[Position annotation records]
━━━━━━

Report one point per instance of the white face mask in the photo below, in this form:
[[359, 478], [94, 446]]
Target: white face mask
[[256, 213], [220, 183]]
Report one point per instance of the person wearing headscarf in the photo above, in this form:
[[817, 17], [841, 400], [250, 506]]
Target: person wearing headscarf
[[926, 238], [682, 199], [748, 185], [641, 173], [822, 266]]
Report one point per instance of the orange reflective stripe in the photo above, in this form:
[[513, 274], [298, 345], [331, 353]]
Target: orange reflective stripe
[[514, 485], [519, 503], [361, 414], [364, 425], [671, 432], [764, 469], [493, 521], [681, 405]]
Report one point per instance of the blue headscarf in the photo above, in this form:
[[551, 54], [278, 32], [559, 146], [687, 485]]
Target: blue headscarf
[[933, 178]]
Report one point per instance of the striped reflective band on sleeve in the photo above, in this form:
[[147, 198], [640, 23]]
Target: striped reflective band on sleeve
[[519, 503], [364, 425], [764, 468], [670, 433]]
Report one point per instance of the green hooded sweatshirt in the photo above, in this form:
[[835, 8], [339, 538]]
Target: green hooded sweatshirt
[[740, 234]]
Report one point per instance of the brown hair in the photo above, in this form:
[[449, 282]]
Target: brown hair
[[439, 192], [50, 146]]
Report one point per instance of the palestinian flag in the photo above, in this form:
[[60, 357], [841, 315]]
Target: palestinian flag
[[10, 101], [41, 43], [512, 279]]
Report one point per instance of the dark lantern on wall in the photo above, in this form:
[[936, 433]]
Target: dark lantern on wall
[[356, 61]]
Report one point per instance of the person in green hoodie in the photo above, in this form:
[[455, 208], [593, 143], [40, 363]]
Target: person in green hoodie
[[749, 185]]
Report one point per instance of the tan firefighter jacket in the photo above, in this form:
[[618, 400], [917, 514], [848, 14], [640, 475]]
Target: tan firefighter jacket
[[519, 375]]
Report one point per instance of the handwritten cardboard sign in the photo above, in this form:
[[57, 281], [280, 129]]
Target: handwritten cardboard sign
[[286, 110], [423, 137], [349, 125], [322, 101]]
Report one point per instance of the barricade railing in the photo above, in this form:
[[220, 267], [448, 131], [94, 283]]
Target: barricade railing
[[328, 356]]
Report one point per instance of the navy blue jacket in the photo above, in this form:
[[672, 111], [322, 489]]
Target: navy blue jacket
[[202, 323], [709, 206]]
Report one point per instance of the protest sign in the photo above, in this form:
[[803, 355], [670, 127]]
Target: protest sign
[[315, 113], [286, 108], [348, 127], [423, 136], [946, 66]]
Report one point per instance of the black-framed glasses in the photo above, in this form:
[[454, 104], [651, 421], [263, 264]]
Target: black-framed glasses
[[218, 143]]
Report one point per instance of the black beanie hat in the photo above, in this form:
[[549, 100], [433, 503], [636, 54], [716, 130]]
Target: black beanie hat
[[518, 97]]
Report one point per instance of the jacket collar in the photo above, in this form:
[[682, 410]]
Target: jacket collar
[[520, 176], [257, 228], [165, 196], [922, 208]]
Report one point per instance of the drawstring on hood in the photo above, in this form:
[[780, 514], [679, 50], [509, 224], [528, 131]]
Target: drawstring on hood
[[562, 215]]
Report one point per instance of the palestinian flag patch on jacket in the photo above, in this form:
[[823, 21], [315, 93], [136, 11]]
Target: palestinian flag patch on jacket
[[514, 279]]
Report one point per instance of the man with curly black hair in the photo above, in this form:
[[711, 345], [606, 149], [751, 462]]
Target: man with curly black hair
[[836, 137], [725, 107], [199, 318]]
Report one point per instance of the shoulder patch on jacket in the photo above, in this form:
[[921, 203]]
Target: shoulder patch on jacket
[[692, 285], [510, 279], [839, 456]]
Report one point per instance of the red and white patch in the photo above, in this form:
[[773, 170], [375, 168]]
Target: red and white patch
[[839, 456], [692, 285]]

━━━━━━

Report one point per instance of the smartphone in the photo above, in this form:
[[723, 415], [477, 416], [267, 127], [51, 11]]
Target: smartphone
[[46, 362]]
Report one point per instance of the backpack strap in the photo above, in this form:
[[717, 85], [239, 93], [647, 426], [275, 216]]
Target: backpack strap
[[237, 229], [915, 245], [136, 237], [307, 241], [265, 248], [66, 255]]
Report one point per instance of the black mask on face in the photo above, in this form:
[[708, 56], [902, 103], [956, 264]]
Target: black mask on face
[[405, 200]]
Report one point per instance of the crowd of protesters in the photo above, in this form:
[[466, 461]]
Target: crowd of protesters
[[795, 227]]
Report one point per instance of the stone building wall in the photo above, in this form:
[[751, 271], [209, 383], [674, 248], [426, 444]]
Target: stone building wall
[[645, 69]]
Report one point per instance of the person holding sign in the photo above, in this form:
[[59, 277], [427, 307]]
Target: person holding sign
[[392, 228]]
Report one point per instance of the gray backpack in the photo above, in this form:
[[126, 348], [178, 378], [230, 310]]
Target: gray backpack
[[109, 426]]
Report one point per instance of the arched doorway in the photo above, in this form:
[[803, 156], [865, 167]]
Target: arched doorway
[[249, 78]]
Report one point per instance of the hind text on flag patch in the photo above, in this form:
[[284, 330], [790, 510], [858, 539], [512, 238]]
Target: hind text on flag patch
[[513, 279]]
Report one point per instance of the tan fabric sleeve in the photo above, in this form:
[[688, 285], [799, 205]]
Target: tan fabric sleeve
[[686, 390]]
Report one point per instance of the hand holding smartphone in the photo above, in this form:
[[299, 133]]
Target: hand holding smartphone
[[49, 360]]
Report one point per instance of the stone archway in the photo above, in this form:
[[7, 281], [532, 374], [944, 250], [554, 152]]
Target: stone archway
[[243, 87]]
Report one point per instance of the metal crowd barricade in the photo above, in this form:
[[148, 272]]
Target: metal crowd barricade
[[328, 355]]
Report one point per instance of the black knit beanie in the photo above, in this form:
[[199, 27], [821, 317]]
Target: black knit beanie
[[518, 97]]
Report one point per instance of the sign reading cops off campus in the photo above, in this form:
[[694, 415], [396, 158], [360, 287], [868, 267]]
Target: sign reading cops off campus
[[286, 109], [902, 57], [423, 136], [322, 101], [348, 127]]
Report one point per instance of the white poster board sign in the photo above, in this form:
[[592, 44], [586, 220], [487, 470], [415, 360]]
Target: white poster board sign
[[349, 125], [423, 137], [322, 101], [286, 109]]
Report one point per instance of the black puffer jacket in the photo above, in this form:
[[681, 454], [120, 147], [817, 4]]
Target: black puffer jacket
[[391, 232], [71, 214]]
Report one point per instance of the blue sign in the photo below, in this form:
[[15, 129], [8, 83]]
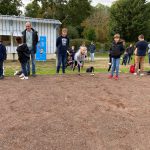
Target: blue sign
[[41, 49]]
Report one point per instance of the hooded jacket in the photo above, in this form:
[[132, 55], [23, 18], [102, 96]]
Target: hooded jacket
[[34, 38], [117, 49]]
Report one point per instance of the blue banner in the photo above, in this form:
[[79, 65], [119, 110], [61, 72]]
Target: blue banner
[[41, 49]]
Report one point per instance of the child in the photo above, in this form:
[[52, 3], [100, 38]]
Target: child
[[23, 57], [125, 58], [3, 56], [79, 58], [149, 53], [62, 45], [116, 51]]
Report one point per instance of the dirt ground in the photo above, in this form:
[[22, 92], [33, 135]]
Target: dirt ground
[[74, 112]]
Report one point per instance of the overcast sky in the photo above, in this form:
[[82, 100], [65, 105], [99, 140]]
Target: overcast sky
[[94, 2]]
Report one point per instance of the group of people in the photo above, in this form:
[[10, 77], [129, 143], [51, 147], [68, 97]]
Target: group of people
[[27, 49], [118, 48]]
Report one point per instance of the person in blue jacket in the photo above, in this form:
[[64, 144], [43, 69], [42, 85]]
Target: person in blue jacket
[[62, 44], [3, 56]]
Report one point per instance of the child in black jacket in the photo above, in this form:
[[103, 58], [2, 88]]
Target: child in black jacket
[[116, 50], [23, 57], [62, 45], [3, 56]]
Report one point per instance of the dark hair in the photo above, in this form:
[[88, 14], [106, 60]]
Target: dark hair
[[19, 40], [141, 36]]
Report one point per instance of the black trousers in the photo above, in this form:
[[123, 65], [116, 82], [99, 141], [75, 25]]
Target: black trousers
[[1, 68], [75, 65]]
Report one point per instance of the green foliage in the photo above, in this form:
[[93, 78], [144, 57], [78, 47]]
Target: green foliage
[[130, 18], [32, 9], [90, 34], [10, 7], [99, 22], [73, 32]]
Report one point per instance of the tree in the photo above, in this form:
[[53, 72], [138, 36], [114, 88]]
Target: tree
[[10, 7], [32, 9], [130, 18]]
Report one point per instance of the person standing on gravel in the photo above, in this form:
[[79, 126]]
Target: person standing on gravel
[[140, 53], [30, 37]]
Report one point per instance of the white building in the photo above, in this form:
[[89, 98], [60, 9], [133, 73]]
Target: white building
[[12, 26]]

━━━━━━

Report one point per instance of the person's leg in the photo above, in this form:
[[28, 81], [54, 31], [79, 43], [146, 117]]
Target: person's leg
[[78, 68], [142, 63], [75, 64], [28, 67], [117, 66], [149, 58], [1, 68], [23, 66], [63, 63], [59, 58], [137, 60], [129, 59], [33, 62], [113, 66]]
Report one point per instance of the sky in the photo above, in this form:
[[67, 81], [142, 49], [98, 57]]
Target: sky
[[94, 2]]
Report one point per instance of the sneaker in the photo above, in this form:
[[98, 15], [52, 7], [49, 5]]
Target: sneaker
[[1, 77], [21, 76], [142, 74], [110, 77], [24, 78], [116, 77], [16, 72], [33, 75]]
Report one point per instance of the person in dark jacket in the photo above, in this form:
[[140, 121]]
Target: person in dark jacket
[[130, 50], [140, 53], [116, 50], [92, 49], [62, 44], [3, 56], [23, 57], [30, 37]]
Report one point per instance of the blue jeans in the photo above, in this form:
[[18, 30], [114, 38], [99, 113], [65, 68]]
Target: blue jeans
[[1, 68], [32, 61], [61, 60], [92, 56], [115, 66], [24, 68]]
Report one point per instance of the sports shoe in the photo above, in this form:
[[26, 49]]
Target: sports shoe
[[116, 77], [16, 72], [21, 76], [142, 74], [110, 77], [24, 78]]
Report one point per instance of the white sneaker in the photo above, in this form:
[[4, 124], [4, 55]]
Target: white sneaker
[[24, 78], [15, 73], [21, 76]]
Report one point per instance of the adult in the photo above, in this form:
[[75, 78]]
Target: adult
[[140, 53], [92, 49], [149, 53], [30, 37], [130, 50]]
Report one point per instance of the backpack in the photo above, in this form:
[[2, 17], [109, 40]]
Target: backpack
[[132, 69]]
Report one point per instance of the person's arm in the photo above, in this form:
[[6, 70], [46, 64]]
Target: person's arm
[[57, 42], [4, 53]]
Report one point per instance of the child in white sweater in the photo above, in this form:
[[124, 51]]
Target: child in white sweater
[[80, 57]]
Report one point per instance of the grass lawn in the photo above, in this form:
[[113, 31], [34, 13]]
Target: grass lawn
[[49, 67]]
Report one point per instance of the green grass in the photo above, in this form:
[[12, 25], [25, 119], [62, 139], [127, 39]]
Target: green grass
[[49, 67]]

━━━━━━

▶ [To do]: Copy out, word for word, the stretch of the records above from the line containing "Report one point per instance of the person in dark" through the line containing "66], [24, 68]]".

▶ [Written response]:
Report one point per instance of the person in dark jacket in the photo above, in this form:
[[140, 121]]
Target: person in dark jacket
[[130, 50], [140, 53], [116, 50], [92, 49], [62, 44], [3, 56], [23, 57], [30, 37]]
Report one point per instance of the blue jeans in the photo above, in this form:
[[18, 30], [114, 38], [99, 113], [65, 68]]
Target: blue jeans
[[1, 68], [32, 61], [61, 60], [92, 56], [115, 66], [24, 68]]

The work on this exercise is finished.